--- Extrait du document ---

Le bonheur vu d'en haut

La vue est belle du septième étage de l'Ibis Styles situé face à la Gare du Nord (Paris). Le soleil frisant dore la pierre blanche sous le ciel bleu d'automne, avec un friselis de bonheur dans l'air. Plongeant sur l'esplanade le regard s'émerveille de ce croisement incessant de passants à pied, à vélo, en trottinette, hélant un taxi, guettant l'arrivée d'un bus. La distance réduit les silhouettes jusqu'à n'être que de minuscules fourmis infatigables dégageant une énergie insoupçonnée, heureuses et en bonne santé de surcroît. Que, vue de loin, l'existence d'autrui apparaît simple.

Une médecine où la proximité s'estompe

Mystère des rapprochements dans nos imaginaires, le lien entre la distance et l'estompement de l'empathie m'envahit en observant cette foule en miniature. Un court instant surgit l'insignifiance d'une vie humaine, observée du haut de la Grande Roue du Prater à Vienne dans l'inoubliable film le Troisième Homme : " Que pourrait te faire qu'une de ces fourmis soudain arrête de se mouvoir ? ".

---

* Exploiter les informations
1 – Réécrivez plus brièvement le paragraphe de l'extrait qui commence par « La vue est belle du septième étage » en conservant ses faits principaux.
2 – Répondez aux questions suivantes d'après l'extrait.
(a) Face à quelle gare se trouve l'hôtel d'où la scène est observée ?
(b) De quel monument de Vienne la vie humaine est-elle observée dans le film cité ?
(c) Quel est le titre de ce film ?
Les entrées qui suivent ne sont pas nécessaires.

--- Données fournies ---

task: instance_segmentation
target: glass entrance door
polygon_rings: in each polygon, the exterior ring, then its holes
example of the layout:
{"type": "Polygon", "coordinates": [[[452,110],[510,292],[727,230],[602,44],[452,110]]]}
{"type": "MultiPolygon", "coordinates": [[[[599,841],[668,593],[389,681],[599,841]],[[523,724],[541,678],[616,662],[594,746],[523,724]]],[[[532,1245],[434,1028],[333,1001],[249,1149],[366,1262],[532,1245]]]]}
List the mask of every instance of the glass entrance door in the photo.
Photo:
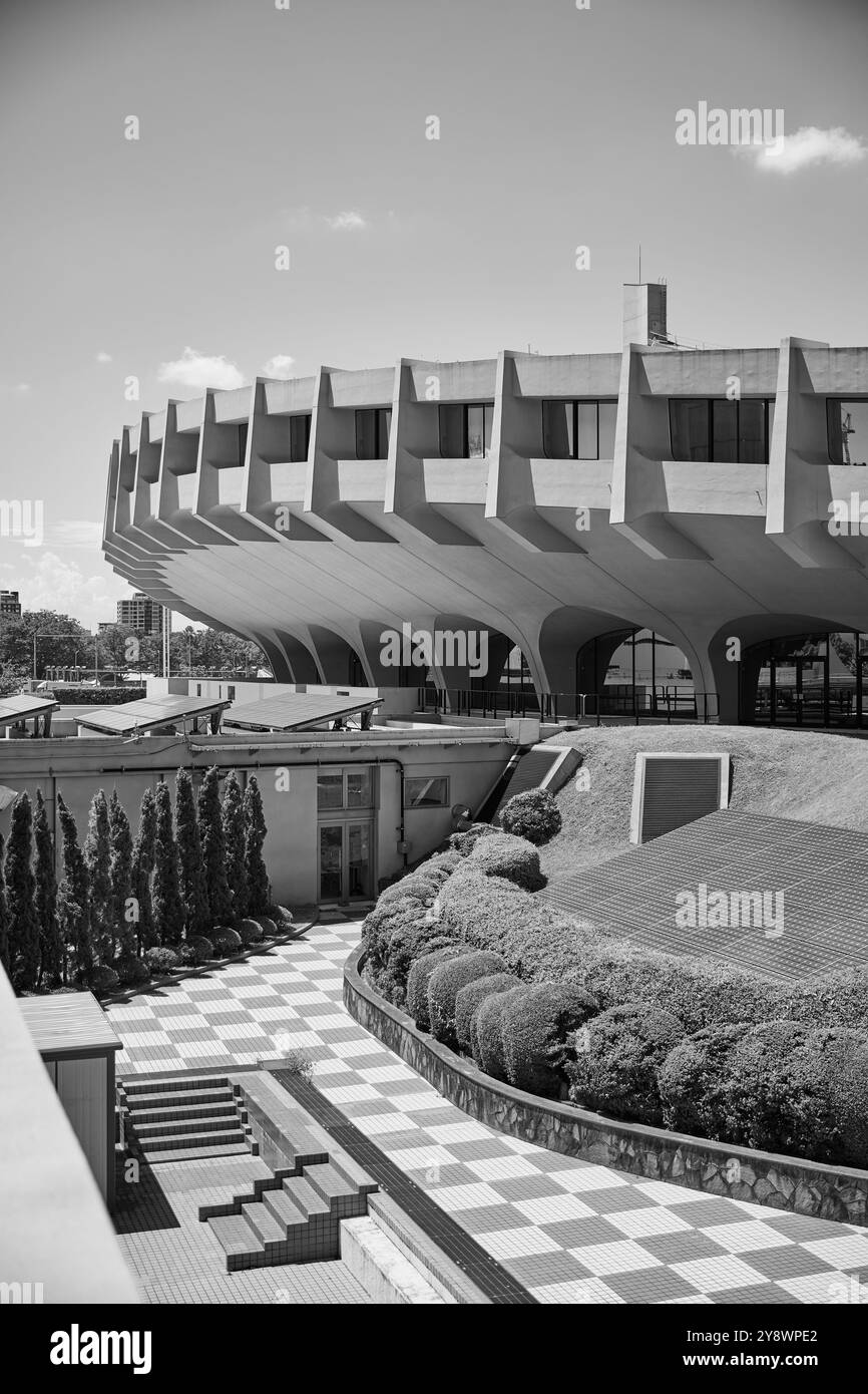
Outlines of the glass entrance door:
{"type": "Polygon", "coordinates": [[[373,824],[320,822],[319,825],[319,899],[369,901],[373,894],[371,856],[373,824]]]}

---
--- Données fournies ---

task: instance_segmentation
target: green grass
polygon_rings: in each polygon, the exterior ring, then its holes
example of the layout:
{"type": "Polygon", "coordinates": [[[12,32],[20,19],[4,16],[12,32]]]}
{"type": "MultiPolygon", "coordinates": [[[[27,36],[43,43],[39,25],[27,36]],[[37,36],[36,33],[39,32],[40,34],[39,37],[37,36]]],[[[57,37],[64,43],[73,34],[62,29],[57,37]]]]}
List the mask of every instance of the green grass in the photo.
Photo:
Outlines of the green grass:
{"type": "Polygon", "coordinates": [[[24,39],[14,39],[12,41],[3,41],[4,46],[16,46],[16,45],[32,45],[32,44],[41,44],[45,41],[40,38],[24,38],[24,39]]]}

---

* Corrigé de l'exercice
1 – Du septième étage de l'Ibis Styles, face à la Gare du Nord à Paris, la vue est belle sous le soleil d'automne. En bas, sur l'esplanade, des passants à pied, à vélo ou en trottinette se croisent sans cesse, hèlent un taxi ou attendent un bus. Vus de loin, ils ressemblent à de minuscules fourmis énergiques, heureuses et en bonne santé, et l'existence d'autrui paraît simple.

2 –
(a) La Gare du Nord, à Paris.
(b) La Grande Roue du Prater.
(c) Le Troisième Homme.